RWCString& insert(size_t pos, const char* cs);
Insert a copy of the null-terminated string cs into self at byte position pos, thus expanding the string. Returns a reference to self. This function is incompatible with cs strings with embedded nulls. This function may be incompatible with cs MBCS strings.
RWCString& insert(size_t pos, const char* cs, size_t N);
Insert a copy of the first N bytes of cs into self at byte position pos, thus expanding the string. Exactly N bytes are copied, including any embedded nulls. Hence, the buffer pointed to by cs must be at least N bytes long. Returns a reference to self.
RWCString& insert(size_t pos, const RWCString& str);
Insert a copy of the string str into self at byte position pos. Returns a reference to self.
RWCString& insert(size_t pos, const RWCString& str, size_t N);
Insert a copy of the first N bytes or the length of str (whichever is less) of str into self at byte position pos. Returns a reference to self.
RWBoolean isAscii() const;
Returns TRUE if self contains no bytes with the high bit set.
RWBoolean isNull() const;
Returns TRUE if this is a zero lengthed string (i.e., the null string).
size_t last(char c) const;
Returns the index of the last occurrence in the string of the character c. Returns RW_NPOS if there is no such character or if there is an embedded null to the right of c in self. This function is incompatible with strings with embedded nulls. This function may be incompatible with MBCS strings.

■ ■ ■ ■ ■ ■ ■

DIRECTION A → Could you write out the part of the RWCString reference starting with "RWCString& insert(size_t pos, const RWCString& str, size_t" and going on through "high bit set."?

SUPPLIED MATERIAL →
■ ■ ■ ■ ■ ■ ■

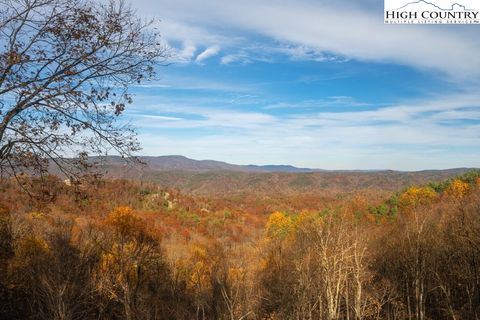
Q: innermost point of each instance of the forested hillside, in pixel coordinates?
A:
(118, 249)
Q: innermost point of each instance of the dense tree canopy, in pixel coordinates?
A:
(65, 69)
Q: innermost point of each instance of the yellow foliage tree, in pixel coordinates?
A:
(457, 189)
(279, 225)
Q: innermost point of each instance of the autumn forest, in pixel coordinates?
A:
(119, 249)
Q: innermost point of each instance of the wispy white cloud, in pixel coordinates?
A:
(207, 53)
(311, 28)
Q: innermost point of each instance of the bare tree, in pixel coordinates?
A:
(65, 69)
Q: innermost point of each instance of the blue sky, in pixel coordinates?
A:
(321, 84)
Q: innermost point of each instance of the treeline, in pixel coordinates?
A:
(107, 250)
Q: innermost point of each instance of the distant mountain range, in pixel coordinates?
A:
(211, 177)
(181, 163)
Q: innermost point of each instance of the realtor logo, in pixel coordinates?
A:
(432, 12)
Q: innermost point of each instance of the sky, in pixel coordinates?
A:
(319, 84)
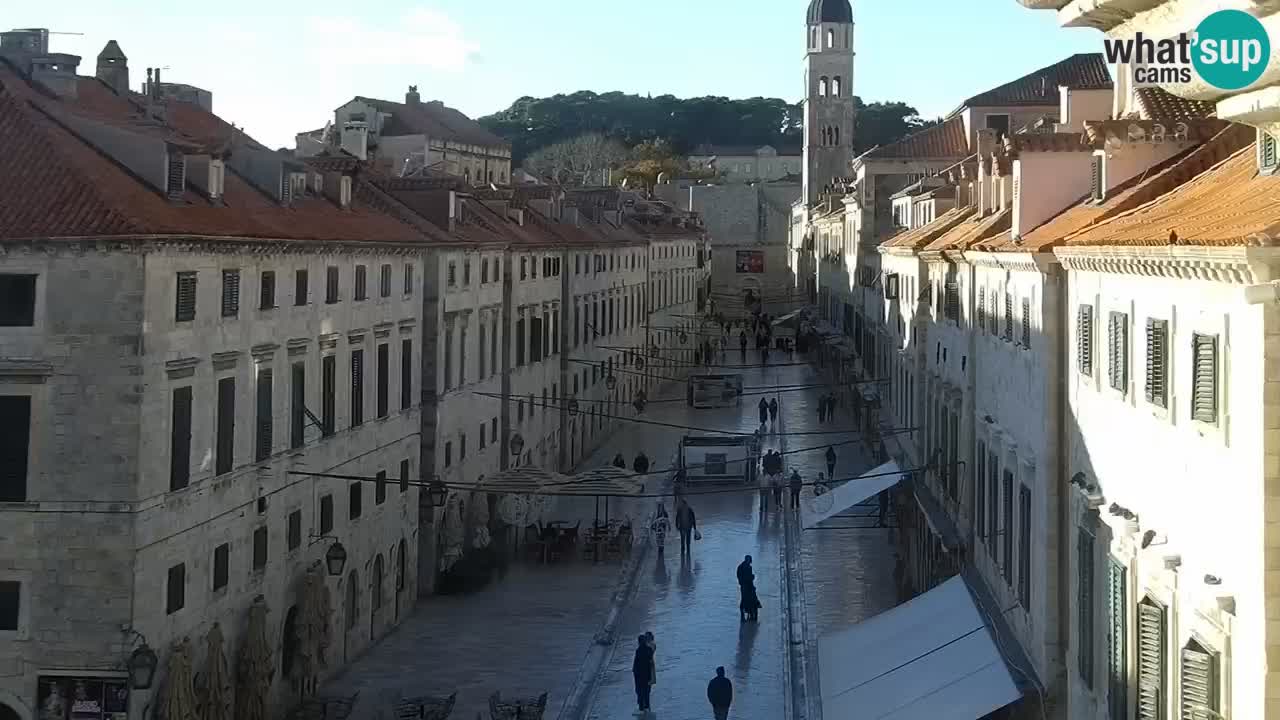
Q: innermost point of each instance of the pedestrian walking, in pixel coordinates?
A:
(643, 670)
(686, 522)
(720, 692)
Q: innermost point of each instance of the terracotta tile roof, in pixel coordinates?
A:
(433, 118)
(54, 183)
(918, 237)
(973, 231)
(946, 140)
(1229, 204)
(1161, 105)
(1084, 71)
(1133, 192)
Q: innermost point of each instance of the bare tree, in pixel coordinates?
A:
(577, 162)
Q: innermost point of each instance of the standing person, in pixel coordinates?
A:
(720, 692)
(686, 522)
(643, 670)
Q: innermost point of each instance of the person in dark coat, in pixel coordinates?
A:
(720, 692)
(641, 670)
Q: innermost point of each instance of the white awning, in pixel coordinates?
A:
(842, 497)
(929, 657)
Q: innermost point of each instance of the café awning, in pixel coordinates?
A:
(929, 657)
(842, 497)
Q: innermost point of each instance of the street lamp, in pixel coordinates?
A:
(142, 666)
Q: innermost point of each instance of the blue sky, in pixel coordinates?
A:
(280, 67)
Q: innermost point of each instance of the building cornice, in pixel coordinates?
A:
(1229, 265)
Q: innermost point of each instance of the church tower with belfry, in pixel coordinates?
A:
(828, 104)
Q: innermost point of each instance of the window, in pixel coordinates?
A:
(357, 387)
(1084, 550)
(263, 437)
(176, 588)
(1118, 351)
(1008, 529)
(383, 381)
(1024, 547)
(184, 299)
(1151, 660)
(384, 281)
(1084, 340)
(10, 605)
(222, 565)
(301, 287)
(260, 548)
(1157, 360)
(328, 393)
(266, 291)
(1027, 322)
(355, 500)
(1205, 378)
(293, 531)
(225, 440)
(1200, 682)
(330, 285)
(406, 374)
(325, 514)
(17, 301)
(179, 438)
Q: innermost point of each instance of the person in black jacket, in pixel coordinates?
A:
(720, 692)
(641, 670)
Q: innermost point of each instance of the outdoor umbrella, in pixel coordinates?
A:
(216, 678)
(254, 668)
(179, 697)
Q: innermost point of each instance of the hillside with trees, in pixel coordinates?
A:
(617, 122)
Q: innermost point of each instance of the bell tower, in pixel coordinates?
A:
(828, 105)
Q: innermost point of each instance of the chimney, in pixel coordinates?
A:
(113, 68)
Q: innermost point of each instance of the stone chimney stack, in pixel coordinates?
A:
(113, 68)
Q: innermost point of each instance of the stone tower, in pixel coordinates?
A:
(113, 67)
(828, 105)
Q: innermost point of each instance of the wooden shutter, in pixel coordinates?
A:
(179, 440)
(1198, 683)
(225, 443)
(1156, 384)
(1084, 340)
(231, 294)
(1205, 378)
(1084, 548)
(1151, 661)
(184, 299)
(1118, 643)
(263, 442)
(357, 387)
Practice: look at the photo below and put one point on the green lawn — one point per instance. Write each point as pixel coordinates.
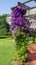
(6, 51)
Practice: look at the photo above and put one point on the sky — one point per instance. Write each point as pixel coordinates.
(5, 5)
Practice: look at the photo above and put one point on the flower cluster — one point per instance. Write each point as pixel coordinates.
(18, 18)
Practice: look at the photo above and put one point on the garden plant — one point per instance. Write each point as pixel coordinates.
(20, 29)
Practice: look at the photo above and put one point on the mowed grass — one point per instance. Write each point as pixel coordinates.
(6, 51)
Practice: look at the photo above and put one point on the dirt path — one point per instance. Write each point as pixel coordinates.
(32, 54)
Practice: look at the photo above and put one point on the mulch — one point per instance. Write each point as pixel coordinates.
(32, 54)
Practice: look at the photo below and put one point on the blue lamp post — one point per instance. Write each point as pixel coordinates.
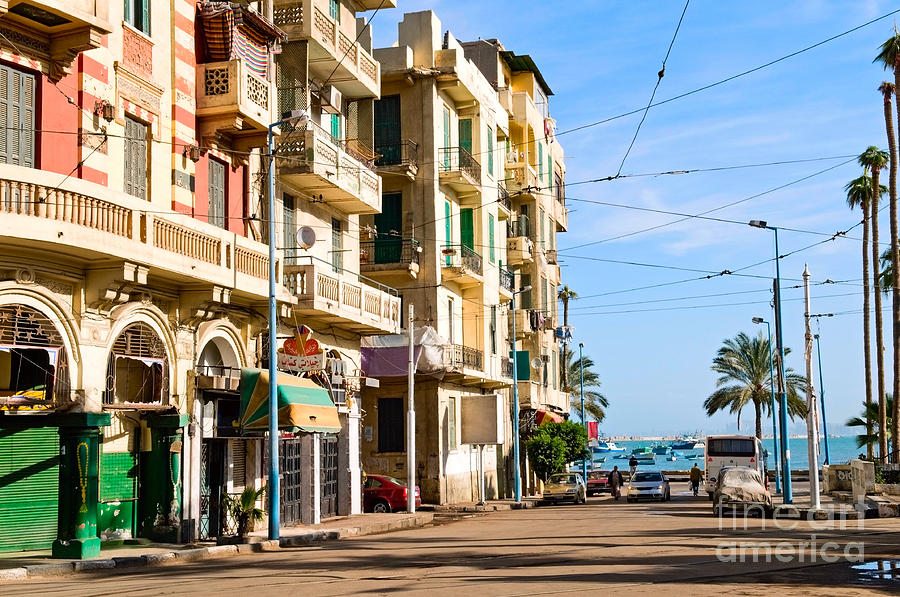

■ ■ ■ ■ ■ ■ ■

DIRECTION B → Which lines in the listing contain the string "hillside", with case counting? Gather every such line.

FULL SOLUTION A →
RWCString& insert(size_t pos, const RWCString& str, size_t N);
Insert a copy of the first N bytes or the length of str (whichever is less) of str into self at byte position pos. Returns a reference to self.
RWBoolean isAscii() const;
Returns TRUE if self contains no bytes with the high bit set.

FULL SOLUTION B →
Q: innermost point of each instance of the forested hillside, in pixel coordinates?
Q: innermost point of each instance of the hillside with trees, in pixel coordinates?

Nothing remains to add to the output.